## Problem description
Copy out each line of this listing with no changes at all.

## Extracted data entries
=-=-=

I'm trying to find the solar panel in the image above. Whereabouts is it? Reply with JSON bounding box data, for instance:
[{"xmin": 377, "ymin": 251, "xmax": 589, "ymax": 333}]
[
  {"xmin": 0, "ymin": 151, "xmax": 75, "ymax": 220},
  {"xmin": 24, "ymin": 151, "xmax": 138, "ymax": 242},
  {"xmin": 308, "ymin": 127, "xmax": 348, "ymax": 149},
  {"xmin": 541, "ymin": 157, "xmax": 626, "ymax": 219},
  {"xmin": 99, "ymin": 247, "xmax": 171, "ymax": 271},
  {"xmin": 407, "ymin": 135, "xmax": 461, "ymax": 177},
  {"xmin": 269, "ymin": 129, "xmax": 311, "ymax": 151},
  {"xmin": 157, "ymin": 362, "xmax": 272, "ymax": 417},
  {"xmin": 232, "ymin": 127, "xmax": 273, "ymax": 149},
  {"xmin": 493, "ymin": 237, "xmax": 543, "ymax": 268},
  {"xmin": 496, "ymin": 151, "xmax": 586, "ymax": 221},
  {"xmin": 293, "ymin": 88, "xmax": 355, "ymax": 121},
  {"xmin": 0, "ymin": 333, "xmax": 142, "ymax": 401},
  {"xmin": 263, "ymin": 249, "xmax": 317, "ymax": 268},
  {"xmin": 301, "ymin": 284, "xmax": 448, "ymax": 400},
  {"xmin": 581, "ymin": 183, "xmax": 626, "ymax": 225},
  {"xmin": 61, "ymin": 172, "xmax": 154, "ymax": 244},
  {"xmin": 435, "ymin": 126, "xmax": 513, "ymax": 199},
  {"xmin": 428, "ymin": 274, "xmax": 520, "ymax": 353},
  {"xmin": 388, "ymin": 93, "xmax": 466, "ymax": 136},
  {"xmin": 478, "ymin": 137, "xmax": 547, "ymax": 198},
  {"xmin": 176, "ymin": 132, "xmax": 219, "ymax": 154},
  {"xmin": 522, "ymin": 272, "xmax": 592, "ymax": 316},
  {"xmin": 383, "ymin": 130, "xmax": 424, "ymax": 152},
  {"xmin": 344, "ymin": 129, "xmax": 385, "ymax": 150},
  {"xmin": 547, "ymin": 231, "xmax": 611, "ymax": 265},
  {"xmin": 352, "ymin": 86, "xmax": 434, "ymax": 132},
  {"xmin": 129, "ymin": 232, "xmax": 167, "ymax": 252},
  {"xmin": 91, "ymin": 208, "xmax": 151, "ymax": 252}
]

=-=-=

## Response
I'm trying to find the solar panel in the image above. Whereabouts is it? Reply with JSON bounding box data, for instance:
[{"xmin": 377, "ymin": 251, "xmax": 589, "ymax": 333}]
[
  {"xmin": 0, "ymin": 151, "xmax": 75, "ymax": 220},
  {"xmin": 24, "ymin": 151, "xmax": 138, "ymax": 242},
  {"xmin": 308, "ymin": 127, "xmax": 348, "ymax": 149},
  {"xmin": 541, "ymin": 157, "xmax": 626, "ymax": 219},
  {"xmin": 99, "ymin": 247, "xmax": 171, "ymax": 271},
  {"xmin": 407, "ymin": 135, "xmax": 461, "ymax": 177},
  {"xmin": 269, "ymin": 129, "xmax": 311, "ymax": 151},
  {"xmin": 157, "ymin": 362, "xmax": 272, "ymax": 417},
  {"xmin": 232, "ymin": 127, "xmax": 273, "ymax": 149},
  {"xmin": 493, "ymin": 237, "xmax": 543, "ymax": 268},
  {"xmin": 496, "ymin": 151, "xmax": 586, "ymax": 221},
  {"xmin": 293, "ymin": 88, "xmax": 355, "ymax": 121},
  {"xmin": 0, "ymin": 333, "xmax": 142, "ymax": 401},
  {"xmin": 263, "ymin": 249, "xmax": 317, "ymax": 268},
  {"xmin": 301, "ymin": 284, "xmax": 448, "ymax": 400},
  {"xmin": 581, "ymin": 183, "xmax": 626, "ymax": 225},
  {"xmin": 61, "ymin": 172, "xmax": 154, "ymax": 244},
  {"xmin": 435, "ymin": 126, "xmax": 513, "ymax": 199},
  {"xmin": 428, "ymin": 274, "xmax": 520, "ymax": 353},
  {"xmin": 388, "ymin": 93, "xmax": 466, "ymax": 136},
  {"xmin": 478, "ymin": 137, "xmax": 547, "ymax": 198},
  {"xmin": 176, "ymin": 132, "xmax": 219, "ymax": 154},
  {"xmin": 522, "ymin": 272, "xmax": 592, "ymax": 316},
  {"xmin": 383, "ymin": 130, "xmax": 424, "ymax": 152},
  {"xmin": 344, "ymin": 129, "xmax": 385, "ymax": 150},
  {"xmin": 547, "ymin": 231, "xmax": 611, "ymax": 265},
  {"xmin": 352, "ymin": 86, "xmax": 434, "ymax": 132},
  {"xmin": 129, "ymin": 232, "xmax": 167, "ymax": 252},
  {"xmin": 91, "ymin": 208, "xmax": 151, "ymax": 252}
]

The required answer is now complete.